* **DATA EXTRACTS**
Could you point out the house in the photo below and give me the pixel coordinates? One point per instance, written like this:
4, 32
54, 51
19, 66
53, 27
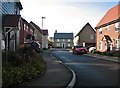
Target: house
11, 27
26, 31
108, 31
44, 39
11, 7
11, 23
86, 36
37, 33
63, 40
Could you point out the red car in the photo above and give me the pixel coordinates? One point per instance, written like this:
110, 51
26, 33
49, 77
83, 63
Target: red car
79, 50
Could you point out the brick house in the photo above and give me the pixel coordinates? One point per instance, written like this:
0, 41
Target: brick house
26, 31
44, 39
37, 33
86, 36
11, 23
108, 31
63, 40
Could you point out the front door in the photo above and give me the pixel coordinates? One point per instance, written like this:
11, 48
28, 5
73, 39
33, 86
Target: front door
63, 45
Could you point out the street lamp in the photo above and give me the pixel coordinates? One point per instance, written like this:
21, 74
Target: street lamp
42, 21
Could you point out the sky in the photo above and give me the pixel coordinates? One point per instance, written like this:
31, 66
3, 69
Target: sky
65, 16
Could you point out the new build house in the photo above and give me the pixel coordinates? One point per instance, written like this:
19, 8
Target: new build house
63, 40
108, 31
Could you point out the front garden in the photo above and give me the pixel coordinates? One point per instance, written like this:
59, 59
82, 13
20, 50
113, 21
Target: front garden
107, 53
21, 66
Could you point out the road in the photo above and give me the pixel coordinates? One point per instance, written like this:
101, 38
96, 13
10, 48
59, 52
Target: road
90, 71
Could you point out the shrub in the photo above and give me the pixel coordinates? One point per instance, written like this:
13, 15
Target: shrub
20, 68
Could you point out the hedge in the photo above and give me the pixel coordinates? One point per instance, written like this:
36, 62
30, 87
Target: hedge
17, 70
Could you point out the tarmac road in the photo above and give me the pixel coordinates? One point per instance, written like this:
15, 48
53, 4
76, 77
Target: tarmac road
90, 72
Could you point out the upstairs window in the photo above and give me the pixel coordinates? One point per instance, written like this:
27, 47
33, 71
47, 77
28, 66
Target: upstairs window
107, 28
58, 40
69, 40
117, 27
100, 31
91, 36
100, 45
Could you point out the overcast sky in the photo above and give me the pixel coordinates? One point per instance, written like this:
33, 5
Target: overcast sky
65, 15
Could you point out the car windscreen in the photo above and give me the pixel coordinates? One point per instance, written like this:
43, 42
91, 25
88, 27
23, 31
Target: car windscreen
78, 46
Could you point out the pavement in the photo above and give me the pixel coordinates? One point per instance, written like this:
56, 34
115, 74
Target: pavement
108, 58
56, 74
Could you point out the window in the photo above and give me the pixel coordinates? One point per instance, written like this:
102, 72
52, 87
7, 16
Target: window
100, 31
58, 44
117, 43
58, 40
117, 26
68, 40
107, 28
68, 45
100, 45
91, 36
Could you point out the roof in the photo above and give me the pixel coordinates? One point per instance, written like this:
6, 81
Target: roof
111, 15
84, 28
107, 38
24, 20
37, 27
63, 35
19, 4
31, 26
44, 32
11, 20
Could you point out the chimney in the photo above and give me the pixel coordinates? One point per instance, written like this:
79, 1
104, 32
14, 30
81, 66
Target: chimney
55, 31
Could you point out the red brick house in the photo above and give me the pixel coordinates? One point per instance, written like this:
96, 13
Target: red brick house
37, 32
86, 36
44, 39
26, 31
108, 31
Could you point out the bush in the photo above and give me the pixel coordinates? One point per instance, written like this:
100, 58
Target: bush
114, 54
20, 68
96, 52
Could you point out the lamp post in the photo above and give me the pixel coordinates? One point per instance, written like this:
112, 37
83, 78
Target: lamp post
42, 21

* **WHAT IS BEING ASKED**
Reproduce all the entries that precede this task, word for word, minus any pictures.

* **EXERCISE OUTPUT**
Could you point out the house in the photo below and give me the pixel coordinates? One point per instance, written like this:
4, 32
54, 51
19, 66
53, 27
Target: house
11, 27
26, 31
108, 31
44, 39
11, 7
11, 23
86, 36
37, 33
63, 40
Could you point out the red car in the photo above and give me the pixel coordinates? One point per instance, written like this:
110, 51
26, 33
49, 77
83, 63
Target: red car
79, 50
Could you point out the brick house in the photo above and give me the pixel coordinates? One point per instance, written like this:
0, 41
Target: brick house
26, 31
44, 39
37, 33
86, 36
11, 23
108, 31
63, 40
Could you point out the front door in the photo above and give me the pixel coordinates? One point per instance, written like this:
11, 48
28, 5
73, 39
33, 86
Target: front door
63, 45
Could you point out the street lamp in the photo above and give me the pixel coordinates? One point per instance, written like this:
21, 74
Target: street lamp
42, 21
Could you point out the sky in the photo above and give me the pixel coordinates? One point per instance, written like this:
31, 66
3, 69
Target: sky
65, 16
Could you point out the new build house in the photo above and give me the pixel coordinates? One point per instance, written like this:
19, 8
Target: new build house
63, 40
108, 31
Could you point out the front garden in the photo above and give me the pixel coordinates? One point per instance, written like this:
59, 59
82, 13
20, 50
113, 21
Target: front garden
107, 53
21, 66
Could you point out the road in the photo above and give me the pixel coordinates? One point per instance, written like this:
101, 38
96, 13
10, 48
59, 52
Target: road
90, 71
Could you point out the shrub in the photo above and give me the pixel coordinates? One point per instance, written like this:
13, 15
Target: shrub
20, 68
Could you point out the hedge in the photo above and give me the pixel coordinates? One point per instance, written like this:
36, 62
30, 87
Target: hedge
17, 70
Could you point out the tarmac road in the photo above and give me the pixel coordinates? One point per instance, written like this:
15, 48
53, 4
76, 77
Target: tarmac road
90, 72
Could you point out the upstairs window in the photo above and give me the pixel coordinates? One point per instance, written like this:
27, 47
33, 71
47, 77
28, 66
Target: upstairs window
107, 28
58, 40
69, 40
117, 27
100, 31
91, 36
100, 45
Could you point out the overcast sky in the photo above and give me the pixel coordinates? One point per instance, written like this:
33, 5
Target: overcast sky
65, 15
Could you point out the car windscreen in the photo above and give me the pixel coordinates? One point per instance, written like this:
43, 42
91, 25
88, 27
23, 31
Target: car windscreen
78, 46
Could you point out the pavement in the photo above and give me the pixel coordinates? One point per instance, written like this:
56, 34
115, 74
Target: pavement
108, 58
56, 74
Could you point out the window in the photo above and give me the pixel coordinates? One point per instance, written like this:
102, 72
52, 87
7, 16
Target: window
100, 31
58, 44
117, 43
58, 40
117, 26
68, 40
107, 28
68, 45
100, 45
91, 36
Could you point out the roof in the photo above and give me the pixel coordinates? One point per instance, written like this:
6, 81
Target: roof
111, 15
84, 28
107, 38
24, 20
37, 27
63, 35
19, 4
31, 26
44, 32
11, 20
Could you point out the chimney in the photo above and give me the pixel coordinates? One point per instance, written like this:
79, 1
104, 32
14, 30
81, 66
Target: chimney
55, 31
Could you point out the red brick house in the photo above and give me the pixel coordinates? One point per instance, written like this:
96, 13
Target: red brick house
37, 32
86, 36
44, 39
26, 31
108, 31
Could you point out the bush in the photo above and give me the pixel coordinates? One point per instance, written like this:
100, 58
Target: bush
114, 54
20, 68
96, 52
Could you point out the lamp post in the photo above and give me the pixel coordinates? One point per instance, written like this:
112, 37
83, 78
Target: lamp post
42, 21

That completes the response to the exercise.